:: Exercise ::
All lines from the start of the listing below through the line containing "positive clicks: (96, 404)" are to be written out again exactly, and no others.
-------- Listed records --------
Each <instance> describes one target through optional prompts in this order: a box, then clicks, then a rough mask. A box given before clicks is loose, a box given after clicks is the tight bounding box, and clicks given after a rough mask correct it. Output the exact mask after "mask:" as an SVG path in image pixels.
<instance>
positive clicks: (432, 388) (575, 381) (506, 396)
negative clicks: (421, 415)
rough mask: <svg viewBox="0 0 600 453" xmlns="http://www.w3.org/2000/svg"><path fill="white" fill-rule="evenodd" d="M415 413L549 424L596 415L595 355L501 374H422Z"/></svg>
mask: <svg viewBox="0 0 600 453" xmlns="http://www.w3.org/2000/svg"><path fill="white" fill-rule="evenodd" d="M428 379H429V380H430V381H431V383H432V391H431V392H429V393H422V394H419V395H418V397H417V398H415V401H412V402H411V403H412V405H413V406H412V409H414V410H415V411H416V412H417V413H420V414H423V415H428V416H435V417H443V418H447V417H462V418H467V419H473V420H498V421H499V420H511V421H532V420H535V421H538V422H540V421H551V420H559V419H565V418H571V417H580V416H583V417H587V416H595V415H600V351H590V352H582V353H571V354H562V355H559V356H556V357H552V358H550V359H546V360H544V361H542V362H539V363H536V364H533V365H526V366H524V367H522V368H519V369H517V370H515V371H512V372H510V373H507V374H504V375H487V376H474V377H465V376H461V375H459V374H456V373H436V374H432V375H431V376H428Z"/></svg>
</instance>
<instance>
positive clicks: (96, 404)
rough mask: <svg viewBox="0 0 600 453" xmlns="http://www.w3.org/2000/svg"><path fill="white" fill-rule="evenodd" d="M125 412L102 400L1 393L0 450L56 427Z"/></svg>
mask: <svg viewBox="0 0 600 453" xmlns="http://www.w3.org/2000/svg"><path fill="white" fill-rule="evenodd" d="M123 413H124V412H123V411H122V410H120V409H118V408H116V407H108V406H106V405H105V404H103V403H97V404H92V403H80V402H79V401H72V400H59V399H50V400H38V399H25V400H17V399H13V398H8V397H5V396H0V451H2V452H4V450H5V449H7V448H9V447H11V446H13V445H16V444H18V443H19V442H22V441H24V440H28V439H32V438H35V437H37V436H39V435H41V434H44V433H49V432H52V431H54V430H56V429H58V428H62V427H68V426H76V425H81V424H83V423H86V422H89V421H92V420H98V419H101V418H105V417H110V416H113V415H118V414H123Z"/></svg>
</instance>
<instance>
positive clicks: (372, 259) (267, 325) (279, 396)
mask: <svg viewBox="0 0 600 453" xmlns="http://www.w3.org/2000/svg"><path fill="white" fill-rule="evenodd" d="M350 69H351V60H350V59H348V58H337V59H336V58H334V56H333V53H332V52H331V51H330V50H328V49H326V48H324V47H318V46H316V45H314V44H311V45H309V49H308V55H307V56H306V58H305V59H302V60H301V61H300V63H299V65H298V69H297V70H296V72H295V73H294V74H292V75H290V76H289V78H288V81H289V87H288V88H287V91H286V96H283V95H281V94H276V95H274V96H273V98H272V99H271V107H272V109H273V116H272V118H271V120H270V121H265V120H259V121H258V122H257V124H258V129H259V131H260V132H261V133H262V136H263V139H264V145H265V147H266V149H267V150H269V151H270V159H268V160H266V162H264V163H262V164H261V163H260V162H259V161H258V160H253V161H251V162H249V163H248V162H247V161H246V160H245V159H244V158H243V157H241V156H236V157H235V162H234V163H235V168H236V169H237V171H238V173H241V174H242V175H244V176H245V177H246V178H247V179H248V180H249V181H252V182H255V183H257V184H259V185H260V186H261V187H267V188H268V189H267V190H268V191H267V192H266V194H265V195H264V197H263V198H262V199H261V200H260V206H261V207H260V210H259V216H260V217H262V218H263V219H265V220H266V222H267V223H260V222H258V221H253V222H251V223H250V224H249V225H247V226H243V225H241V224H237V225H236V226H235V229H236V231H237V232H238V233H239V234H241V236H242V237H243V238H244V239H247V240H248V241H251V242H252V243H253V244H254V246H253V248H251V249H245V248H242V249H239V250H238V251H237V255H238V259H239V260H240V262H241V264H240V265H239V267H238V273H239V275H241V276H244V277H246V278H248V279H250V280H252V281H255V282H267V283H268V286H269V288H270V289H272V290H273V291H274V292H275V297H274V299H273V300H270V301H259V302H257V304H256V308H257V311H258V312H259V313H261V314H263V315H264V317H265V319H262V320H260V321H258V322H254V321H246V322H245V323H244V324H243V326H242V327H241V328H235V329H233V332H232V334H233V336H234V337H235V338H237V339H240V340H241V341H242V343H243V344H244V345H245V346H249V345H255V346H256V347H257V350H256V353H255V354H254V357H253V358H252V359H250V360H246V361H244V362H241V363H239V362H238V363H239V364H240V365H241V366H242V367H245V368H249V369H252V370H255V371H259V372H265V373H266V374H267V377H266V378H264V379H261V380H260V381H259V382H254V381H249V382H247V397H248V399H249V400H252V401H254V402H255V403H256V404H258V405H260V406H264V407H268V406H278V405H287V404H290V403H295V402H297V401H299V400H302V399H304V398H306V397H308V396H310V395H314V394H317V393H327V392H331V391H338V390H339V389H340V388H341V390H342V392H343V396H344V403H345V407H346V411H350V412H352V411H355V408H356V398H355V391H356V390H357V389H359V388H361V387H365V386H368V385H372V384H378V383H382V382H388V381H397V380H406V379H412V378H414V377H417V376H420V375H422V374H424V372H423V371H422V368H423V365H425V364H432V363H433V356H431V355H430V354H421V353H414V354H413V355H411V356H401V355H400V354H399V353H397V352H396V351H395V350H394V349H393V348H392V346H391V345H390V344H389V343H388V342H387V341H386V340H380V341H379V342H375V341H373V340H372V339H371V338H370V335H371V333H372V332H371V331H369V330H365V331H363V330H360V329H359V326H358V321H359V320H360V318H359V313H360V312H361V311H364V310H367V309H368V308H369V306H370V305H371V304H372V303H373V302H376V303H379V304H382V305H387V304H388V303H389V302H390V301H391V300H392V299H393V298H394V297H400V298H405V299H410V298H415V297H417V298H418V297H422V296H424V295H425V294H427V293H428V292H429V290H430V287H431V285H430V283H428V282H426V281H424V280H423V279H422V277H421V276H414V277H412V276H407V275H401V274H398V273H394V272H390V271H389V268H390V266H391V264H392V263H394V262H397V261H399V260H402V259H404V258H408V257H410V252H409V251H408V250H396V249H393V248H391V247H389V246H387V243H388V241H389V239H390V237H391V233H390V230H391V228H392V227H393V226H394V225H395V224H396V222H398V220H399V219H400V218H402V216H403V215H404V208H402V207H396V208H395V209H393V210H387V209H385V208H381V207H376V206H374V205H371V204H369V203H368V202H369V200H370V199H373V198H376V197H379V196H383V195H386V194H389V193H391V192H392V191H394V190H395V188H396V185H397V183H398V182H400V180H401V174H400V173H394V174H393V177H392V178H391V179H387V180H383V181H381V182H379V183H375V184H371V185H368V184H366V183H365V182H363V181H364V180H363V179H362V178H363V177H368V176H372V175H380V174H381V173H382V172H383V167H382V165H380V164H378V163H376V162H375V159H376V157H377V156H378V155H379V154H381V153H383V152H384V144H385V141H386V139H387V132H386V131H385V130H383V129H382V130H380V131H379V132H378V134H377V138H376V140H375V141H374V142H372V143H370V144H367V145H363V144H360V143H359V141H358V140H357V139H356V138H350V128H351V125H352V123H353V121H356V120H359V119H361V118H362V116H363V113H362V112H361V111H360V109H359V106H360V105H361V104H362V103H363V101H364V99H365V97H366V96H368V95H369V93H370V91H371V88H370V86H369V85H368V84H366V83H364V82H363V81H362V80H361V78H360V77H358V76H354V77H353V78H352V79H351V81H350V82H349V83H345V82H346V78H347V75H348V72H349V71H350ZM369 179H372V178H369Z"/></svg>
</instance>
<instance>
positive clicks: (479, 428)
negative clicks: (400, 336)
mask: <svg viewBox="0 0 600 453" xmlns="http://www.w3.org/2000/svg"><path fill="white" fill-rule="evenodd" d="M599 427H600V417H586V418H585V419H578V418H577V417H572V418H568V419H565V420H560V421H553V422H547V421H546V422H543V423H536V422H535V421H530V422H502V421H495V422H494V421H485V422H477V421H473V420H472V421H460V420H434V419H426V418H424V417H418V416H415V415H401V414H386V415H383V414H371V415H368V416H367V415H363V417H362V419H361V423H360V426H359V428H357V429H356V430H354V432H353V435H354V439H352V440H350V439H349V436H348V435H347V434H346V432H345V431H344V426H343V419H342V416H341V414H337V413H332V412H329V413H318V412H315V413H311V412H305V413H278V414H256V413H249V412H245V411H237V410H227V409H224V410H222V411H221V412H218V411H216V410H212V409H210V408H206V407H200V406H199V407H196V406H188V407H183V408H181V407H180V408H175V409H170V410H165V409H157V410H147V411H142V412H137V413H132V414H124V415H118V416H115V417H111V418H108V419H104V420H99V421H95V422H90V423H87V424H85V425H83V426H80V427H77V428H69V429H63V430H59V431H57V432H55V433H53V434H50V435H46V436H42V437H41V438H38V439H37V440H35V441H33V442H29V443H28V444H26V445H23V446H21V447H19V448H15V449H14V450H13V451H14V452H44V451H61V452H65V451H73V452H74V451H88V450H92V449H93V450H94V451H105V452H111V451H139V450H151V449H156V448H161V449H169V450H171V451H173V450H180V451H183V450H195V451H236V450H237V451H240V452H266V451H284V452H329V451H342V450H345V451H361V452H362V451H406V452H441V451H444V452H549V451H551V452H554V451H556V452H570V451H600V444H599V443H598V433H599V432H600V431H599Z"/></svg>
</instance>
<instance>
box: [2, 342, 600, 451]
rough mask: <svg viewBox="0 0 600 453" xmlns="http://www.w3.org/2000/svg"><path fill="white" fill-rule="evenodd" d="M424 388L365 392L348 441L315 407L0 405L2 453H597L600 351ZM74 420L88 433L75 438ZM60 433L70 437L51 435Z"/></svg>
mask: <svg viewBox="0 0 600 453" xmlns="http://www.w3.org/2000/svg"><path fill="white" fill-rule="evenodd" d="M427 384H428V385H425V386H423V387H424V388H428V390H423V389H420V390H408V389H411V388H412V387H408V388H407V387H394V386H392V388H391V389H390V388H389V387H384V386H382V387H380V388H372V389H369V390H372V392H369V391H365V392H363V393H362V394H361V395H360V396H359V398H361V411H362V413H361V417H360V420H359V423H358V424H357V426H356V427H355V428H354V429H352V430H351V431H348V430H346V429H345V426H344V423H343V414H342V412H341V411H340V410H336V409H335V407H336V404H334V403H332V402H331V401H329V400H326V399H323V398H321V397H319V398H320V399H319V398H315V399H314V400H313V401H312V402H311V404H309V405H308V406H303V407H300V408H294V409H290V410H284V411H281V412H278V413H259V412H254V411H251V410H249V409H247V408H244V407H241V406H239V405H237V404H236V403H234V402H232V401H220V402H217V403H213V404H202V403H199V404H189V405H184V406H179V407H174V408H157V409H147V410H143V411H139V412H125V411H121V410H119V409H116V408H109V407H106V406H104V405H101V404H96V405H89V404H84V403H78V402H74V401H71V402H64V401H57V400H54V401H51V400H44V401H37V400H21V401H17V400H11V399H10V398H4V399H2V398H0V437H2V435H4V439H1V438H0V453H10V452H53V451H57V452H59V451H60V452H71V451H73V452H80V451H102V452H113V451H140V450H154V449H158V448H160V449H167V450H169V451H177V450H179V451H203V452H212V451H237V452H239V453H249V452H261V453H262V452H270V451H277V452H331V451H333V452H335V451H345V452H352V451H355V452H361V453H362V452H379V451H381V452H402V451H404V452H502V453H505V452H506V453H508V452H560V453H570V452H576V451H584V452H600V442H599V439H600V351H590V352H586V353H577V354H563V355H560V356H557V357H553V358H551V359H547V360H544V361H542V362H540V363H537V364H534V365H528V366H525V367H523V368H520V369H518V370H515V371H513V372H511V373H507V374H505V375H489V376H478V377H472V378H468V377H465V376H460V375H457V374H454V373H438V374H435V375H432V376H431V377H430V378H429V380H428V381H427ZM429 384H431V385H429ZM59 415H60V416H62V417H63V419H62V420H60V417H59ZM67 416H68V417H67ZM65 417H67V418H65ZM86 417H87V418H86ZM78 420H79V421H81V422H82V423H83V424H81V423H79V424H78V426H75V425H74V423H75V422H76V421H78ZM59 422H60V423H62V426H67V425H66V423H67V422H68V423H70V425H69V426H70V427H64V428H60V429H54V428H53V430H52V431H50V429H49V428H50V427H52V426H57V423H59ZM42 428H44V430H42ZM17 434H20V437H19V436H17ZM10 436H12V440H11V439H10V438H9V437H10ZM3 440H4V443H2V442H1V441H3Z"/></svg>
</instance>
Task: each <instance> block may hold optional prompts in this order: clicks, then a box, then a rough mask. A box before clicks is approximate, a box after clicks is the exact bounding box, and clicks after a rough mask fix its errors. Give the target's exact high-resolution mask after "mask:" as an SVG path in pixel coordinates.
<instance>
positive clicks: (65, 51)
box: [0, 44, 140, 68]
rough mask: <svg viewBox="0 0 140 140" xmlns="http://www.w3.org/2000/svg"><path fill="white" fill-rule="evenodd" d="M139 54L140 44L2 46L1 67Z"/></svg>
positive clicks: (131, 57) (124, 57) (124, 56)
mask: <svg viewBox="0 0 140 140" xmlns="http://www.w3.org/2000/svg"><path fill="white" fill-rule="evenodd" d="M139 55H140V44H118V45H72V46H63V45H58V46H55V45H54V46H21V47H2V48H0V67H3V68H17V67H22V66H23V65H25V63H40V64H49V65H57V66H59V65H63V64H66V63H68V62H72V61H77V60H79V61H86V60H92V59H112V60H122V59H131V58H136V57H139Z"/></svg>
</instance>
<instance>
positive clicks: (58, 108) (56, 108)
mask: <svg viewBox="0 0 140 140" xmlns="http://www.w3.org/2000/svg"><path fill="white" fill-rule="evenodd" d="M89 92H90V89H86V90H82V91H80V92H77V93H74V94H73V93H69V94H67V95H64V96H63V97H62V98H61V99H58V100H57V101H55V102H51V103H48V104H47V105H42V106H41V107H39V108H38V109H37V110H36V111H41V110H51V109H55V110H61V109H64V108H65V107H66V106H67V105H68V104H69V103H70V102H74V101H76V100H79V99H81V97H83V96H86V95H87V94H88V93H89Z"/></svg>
--------
:: Your response ::
Each <instance> describes one target through optional prompts in this order: a box, then clicks, then a rough mask. A box given before clicks is loose, a box given after clicks is the tight bounding box, and clicks given after a rough mask correct it. Output the exact mask after "mask:" as an SVG path in image pixels.
<instance>
positive clicks: (432, 388) (575, 381) (506, 396)
negative clicks: (421, 415)
rough mask: <svg viewBox="0 0 600 453" xmlns="http://www.w3.org/2000/svg"><path fill="white" fill-rule="evenodd" d="M415 413L549 424L596 415L595 355L501 374H422Z"/></svg>
mask: <svg viewBox="0 0 600 453" xmlns="http://www.w3.org/2000/svg"><path fill="white" fill-rule="evenodd" d="M428 379H429V380H430V381H431V383H432V391H431V392H429V393H422V394H419V395H418V397H417V398H415V401H412V402H411V403H412V405H413V406H412V409H414V410H415V411H416V412H417V413H420V414H423V415H428V416H435V417H443V418H447V417H462V418H467V419H473V420H498V421H499V420H511V421H532V420H535V421H538V422H540V421H551V420H559V419H565V418H571V417H580V416H583V417H587V416H595V415H600V351H590V352H582V353H571V354H562V355H559V356H556V357H552V358H550V359H546V360H544V361H542V362H539V363H536V364H533V365H526V366H524V367H522V368H519V369H517V370H515V371H512V372H510V373H507V374H504V375H487V376H474V377H465V376H461V375H459V374H456V373H436V374H432V375H431V376H428Z"/></svg>
</instance>
<instance>
positive clicks: (96, 404)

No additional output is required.